§ **Task prompt**: Give as output the line that contains "[tag] gorilla's eye (a dot for each instance)", followed by every remaining line of the entries, unchanged and with nothing added.
------------------------------------------------
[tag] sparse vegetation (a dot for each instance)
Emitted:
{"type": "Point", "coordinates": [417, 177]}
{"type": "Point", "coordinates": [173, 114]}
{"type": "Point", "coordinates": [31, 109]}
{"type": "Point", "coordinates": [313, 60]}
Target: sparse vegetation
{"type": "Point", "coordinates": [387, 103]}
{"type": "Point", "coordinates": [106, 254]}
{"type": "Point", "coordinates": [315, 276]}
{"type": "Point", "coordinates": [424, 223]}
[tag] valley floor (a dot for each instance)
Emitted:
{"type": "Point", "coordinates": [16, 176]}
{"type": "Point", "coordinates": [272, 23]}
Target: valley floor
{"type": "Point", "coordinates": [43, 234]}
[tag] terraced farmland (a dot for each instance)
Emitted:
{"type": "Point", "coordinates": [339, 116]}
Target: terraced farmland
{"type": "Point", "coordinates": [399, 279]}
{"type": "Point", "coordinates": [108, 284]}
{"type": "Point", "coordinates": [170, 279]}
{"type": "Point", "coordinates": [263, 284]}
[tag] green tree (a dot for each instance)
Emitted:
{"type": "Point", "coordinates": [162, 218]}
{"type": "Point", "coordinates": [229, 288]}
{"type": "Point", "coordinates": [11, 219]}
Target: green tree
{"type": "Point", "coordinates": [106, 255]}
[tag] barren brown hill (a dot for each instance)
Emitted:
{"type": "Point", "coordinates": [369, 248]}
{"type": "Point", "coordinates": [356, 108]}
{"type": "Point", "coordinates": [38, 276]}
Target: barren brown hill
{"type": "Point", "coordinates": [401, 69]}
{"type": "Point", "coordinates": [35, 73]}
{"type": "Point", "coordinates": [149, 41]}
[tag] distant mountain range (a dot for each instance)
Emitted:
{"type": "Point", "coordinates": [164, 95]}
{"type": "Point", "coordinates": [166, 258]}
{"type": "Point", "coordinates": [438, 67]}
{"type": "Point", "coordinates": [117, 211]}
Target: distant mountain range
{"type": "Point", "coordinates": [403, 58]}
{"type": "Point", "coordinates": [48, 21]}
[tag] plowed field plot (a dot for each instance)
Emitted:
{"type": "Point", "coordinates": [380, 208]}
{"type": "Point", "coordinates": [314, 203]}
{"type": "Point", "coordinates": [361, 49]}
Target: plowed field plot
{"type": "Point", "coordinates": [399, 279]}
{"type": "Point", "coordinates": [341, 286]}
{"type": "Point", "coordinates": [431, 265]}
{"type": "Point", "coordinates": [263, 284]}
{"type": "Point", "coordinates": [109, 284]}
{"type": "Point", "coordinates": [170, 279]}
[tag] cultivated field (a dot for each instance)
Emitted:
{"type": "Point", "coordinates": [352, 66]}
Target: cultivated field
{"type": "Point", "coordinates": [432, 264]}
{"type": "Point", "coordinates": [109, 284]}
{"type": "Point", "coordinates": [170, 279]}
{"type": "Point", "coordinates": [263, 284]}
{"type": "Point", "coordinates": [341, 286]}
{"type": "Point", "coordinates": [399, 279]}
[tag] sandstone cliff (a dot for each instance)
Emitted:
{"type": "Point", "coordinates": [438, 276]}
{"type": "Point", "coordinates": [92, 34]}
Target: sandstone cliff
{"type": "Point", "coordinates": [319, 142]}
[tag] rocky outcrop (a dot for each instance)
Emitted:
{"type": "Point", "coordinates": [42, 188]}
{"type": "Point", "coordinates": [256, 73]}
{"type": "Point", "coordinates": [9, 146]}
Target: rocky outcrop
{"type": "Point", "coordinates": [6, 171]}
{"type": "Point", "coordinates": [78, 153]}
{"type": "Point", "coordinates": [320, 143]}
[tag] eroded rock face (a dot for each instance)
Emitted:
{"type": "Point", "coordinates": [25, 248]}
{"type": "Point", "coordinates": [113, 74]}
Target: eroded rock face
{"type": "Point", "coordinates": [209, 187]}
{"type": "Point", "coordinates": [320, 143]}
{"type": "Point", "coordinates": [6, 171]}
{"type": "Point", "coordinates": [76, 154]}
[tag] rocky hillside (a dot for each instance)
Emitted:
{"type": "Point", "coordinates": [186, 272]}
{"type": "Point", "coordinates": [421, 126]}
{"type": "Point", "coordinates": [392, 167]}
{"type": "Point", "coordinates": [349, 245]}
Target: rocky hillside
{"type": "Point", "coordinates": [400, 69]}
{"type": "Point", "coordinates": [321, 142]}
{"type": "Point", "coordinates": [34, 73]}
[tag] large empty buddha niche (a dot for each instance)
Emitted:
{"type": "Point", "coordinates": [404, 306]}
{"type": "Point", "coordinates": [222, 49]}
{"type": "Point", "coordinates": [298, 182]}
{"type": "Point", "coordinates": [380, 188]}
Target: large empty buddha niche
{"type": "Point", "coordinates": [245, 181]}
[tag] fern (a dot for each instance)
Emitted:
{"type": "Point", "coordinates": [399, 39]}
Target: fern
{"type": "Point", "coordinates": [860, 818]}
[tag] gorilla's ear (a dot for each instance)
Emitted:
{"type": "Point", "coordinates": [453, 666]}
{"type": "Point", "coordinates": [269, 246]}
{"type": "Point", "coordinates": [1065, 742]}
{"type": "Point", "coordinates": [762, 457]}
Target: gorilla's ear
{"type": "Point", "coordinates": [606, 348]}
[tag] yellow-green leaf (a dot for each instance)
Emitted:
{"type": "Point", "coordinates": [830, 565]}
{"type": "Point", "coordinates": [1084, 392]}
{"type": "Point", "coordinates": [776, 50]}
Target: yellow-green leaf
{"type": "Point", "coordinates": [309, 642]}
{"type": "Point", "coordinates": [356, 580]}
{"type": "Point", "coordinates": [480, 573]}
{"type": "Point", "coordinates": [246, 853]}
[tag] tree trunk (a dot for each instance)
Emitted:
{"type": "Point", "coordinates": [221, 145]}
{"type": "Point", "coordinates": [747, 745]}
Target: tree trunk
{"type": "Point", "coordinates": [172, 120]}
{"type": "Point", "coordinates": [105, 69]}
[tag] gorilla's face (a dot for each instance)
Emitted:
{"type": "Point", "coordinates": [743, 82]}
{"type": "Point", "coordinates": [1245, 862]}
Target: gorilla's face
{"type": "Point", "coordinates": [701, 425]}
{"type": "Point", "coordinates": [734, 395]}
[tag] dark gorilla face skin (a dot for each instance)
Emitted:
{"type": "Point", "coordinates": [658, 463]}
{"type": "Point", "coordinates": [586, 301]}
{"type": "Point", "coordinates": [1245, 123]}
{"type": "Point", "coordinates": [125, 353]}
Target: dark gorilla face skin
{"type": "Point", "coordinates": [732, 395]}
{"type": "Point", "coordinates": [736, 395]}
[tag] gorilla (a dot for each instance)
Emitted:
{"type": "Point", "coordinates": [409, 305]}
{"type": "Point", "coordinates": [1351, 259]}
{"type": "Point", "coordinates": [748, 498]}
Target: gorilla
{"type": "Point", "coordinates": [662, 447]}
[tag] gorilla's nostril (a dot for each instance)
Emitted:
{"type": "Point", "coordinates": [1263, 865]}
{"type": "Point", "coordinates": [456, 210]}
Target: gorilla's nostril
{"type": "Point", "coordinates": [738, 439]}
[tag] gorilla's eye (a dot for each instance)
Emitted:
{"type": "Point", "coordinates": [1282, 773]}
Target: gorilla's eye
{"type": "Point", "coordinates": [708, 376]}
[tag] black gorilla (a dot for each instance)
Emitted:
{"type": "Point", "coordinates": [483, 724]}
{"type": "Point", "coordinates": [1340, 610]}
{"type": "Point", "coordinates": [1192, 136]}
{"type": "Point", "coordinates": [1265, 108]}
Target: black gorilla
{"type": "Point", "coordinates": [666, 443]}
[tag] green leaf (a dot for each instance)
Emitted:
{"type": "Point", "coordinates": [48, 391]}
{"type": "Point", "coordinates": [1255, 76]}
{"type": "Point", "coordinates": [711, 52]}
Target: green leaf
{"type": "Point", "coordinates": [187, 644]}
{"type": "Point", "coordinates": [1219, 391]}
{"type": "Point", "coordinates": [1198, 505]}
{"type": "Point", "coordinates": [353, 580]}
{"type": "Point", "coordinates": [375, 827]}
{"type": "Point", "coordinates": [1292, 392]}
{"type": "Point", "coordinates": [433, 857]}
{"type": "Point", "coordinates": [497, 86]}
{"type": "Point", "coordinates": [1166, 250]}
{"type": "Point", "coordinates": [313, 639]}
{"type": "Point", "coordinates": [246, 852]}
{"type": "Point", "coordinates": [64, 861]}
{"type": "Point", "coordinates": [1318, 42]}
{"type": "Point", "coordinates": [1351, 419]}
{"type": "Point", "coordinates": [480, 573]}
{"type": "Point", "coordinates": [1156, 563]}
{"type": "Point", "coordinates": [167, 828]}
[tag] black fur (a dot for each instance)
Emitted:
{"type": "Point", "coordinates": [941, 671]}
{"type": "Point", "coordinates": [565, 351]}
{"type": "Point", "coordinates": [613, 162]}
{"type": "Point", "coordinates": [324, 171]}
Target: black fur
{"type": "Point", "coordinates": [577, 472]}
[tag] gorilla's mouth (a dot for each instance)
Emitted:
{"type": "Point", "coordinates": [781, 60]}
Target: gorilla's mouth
------------------------------------------------
§ **Answer to this exercise**:
[tag] gorilla's eye (a dot for each instance)
Emitted:
{"type": "Point", "coordinates": [1282, 773]}
Target: gorilla's eye
{"type": "Point", "coordinates": [708, 376]}
[tag] black gorilla (a dot for each instance)
Emitted:
{"type": "Point", "coordinates": [483, 724]}
{"type": "Point", "coordinates": [1340, 610]}
{"type": "Point", "coordinates": [1192, 136]}
{"type": "Point", "coordinates": [1265, 108]}
Target: black gorilla
{"type": "Point", "coordinates": [666, 443]}
[tag] green leaf (a dot for each instance)
Emitted:
{"type": "Point", "coordinates": [48, 391]}
{"type": "Point", "coordinates": [1255, 76]}
{"type": "Point", "coordinates": [711, 52]}
Target: green leaf
{"type": "Point", "coordinates": [187, 644]}
{"type": "Point", "coordinates": [1219, 391]}
{"type": "Point", "coordinates": [1198, 505]}
{"type": "Point", "coordinates": [353, 580]}
{"type": "Point", "coordinates": [375, 827]}
{"type": "Point", "coordinates": [1292, 392]}
{"type": "Point", "coordinates": [433, 857]}
{"type": "Point", "coordinates": [497, 86]}
{"type": "Point", "coordinates": [1166, 250]}
{"type": "Point", "coordinates": [313, 639]}
{"type": "Point", "coordinates": [246, 852]}
{"type": "Point", "coordinates": [64, 861]}
{"type": "Point", "coordinates": [1318, 42]}
{"type": "Point", "coordinates": [1351, 419]}
{"type": "Point", "coordinates": [480, 573]}
{"type": "Point", "coordinates": [1156, 563]}
{"type": "Point", "coordinates": [167, 828]}
[tag] black fur (a dot for each instance)
Emitted:
{"type": "Point", "coordinates": [941, 671]}
{"type": "Point", "coordinates": [565, 351]}
{"type": "Point", "coordinates": [613, 162]}
{"type": "Point", "coordinates": [324, 171]}
Target: black fur
{"type": "Point", "coordinates": [577, 472]}
[tag] gorilla's mouth (a dot for each instance)
Emitted:
{"type": "Point", "coordinates": [781, 60]}
Target: gorilla's mouth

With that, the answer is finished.